▶ **WHAT YOU NEED TO DO**
In the excerpt from the water licence appeal, which provision requires the Chief Executive to inquire into the availability and sufficiency of water once an objection has been lodged?

▶ **EXCERPT PROVIDED**
------------------------------------

I turn now to consider the effect of this evidence in this appeal. It is clear that where an application such as the one made by the appellants is received, and an objection has been lodged, the Chief Executive is required by section 4.18 of the Water Resources Act 1989, to inquire into the availability and sufficiency of water to supply the requirements of, and the effect that the granting of the application will have or is likely to have on the entitlements of, riparian owners, licensees and permittees. The evidence given by Mr Robson, backed up by the evidence of Mr Joseph, clearly indicates that the issue of an additional Group A licence would, on the balance of probabilities, have an adverse effect upon the entitlements of riparian owners, permittees and the existing unconditional licensees.
           There is no substance in the appellants' argument that because they have held a conditional licence since 1974 it should be upgraded to a Group A licence.  There is no proof of the undertakings allegedly given by Mr Culliford and Mr Morey and the appellants may well have misunderstood what these people said.  In any case, if such undertakings were given, they appear to have been given without authority.

------------------------------------

Dataset excerpts

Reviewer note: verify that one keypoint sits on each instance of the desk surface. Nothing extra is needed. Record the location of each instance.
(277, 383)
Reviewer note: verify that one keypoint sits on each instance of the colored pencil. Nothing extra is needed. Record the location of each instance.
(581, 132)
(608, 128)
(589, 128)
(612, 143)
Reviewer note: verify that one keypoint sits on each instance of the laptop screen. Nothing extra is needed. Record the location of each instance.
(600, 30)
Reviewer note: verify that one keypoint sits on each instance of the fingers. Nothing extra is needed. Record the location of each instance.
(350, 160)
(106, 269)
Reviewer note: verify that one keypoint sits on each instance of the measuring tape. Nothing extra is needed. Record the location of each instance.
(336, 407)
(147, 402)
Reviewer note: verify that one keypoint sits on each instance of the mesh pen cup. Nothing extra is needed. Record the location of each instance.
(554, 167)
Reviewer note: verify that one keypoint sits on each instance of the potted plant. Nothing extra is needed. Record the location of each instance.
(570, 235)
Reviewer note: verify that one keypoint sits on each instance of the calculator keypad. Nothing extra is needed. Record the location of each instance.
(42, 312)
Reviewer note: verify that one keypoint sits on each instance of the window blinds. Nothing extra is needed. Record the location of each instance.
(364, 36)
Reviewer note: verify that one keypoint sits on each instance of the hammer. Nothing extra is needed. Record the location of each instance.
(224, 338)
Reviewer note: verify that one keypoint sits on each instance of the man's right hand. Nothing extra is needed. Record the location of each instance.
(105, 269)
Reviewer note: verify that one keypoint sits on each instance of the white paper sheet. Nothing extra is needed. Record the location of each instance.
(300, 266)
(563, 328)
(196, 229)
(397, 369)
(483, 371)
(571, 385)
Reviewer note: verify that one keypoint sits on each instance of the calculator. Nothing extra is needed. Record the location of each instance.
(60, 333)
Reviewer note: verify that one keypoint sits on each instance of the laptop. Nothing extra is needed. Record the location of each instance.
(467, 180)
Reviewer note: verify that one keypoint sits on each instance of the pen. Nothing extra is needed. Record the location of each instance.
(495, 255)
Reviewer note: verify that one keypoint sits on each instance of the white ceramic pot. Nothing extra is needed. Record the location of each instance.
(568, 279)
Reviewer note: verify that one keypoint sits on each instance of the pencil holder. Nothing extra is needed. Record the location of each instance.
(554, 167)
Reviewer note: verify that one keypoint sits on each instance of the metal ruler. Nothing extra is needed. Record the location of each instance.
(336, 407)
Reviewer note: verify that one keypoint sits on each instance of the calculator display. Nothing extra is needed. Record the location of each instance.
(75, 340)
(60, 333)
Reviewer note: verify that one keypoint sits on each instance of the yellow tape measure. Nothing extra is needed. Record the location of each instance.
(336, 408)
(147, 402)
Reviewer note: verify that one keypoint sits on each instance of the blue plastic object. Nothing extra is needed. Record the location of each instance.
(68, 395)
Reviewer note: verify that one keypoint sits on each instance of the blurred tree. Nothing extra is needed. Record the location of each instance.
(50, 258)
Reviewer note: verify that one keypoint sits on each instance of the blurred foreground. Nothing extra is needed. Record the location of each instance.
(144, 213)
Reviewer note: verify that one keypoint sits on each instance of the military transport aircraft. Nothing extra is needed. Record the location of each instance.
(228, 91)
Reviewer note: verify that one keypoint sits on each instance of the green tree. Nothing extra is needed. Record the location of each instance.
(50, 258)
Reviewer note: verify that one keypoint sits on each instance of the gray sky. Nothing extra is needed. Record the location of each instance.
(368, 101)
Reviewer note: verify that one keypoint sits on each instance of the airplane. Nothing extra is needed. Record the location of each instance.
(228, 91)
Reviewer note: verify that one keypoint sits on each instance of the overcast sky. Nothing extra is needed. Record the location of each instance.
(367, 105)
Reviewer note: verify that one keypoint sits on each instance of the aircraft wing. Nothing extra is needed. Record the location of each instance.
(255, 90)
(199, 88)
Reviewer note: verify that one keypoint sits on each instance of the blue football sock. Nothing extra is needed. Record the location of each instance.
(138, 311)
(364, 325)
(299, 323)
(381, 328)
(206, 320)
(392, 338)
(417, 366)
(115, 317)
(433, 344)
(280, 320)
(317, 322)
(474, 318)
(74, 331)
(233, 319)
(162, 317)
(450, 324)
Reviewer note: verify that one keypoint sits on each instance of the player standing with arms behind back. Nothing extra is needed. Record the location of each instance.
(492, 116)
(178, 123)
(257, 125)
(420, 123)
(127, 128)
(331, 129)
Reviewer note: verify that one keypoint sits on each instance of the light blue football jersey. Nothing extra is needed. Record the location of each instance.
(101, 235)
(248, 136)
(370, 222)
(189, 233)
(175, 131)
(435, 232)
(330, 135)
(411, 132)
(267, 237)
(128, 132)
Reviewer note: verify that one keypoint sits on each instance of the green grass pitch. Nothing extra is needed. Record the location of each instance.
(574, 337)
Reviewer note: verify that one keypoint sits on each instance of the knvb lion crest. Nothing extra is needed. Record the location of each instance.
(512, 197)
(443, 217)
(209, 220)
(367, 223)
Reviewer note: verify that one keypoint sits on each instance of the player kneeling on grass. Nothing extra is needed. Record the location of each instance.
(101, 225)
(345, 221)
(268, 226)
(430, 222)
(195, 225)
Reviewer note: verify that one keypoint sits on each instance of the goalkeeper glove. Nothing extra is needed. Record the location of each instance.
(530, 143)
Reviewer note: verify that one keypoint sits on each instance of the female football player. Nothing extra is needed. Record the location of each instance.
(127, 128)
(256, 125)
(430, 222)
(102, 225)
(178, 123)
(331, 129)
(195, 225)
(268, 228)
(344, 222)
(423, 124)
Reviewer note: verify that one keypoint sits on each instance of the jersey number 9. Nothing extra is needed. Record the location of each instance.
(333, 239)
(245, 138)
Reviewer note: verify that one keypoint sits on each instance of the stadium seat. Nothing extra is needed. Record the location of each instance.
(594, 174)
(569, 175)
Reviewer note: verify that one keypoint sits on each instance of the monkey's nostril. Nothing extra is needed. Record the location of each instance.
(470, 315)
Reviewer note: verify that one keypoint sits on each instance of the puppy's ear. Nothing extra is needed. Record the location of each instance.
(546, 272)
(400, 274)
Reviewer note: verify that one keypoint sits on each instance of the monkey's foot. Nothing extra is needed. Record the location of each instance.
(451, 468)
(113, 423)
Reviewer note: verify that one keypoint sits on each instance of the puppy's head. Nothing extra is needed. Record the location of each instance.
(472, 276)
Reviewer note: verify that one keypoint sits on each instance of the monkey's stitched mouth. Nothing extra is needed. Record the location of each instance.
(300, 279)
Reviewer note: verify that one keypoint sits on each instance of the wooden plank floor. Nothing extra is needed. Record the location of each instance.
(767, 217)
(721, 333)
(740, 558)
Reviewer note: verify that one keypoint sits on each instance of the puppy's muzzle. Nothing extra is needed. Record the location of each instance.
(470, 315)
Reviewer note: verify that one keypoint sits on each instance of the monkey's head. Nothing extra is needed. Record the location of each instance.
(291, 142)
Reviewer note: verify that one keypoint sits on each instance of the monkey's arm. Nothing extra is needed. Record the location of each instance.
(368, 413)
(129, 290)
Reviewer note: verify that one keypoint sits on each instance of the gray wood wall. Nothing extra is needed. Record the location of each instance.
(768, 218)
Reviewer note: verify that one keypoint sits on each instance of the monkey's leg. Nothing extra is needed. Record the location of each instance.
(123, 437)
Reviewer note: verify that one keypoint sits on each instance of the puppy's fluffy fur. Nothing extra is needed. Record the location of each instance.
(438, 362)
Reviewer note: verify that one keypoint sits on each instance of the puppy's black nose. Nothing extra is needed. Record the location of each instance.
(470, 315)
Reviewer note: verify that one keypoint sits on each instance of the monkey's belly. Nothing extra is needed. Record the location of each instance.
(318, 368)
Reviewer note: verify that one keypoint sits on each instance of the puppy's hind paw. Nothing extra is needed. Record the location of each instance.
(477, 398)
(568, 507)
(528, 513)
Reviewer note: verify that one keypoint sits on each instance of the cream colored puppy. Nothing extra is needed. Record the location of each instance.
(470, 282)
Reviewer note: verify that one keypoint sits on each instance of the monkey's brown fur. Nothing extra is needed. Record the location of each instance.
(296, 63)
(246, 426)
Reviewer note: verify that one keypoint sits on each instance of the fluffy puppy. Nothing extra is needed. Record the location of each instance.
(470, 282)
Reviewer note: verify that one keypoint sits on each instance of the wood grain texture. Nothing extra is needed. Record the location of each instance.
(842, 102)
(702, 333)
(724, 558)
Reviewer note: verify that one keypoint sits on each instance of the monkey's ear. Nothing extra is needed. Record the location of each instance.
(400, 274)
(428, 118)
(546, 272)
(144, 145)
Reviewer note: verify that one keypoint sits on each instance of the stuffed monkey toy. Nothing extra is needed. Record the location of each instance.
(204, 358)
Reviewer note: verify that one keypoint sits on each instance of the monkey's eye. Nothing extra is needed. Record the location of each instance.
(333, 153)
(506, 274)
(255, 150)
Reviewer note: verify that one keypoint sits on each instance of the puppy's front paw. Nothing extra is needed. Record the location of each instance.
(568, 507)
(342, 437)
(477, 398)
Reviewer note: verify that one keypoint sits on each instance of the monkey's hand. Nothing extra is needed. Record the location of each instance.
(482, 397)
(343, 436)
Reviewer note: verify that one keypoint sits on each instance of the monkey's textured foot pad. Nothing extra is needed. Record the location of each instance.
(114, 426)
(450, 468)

------------------------------------

▶ **WRITTEN SOLUTION**
Section 4.18 of the Water Resources Act 1989.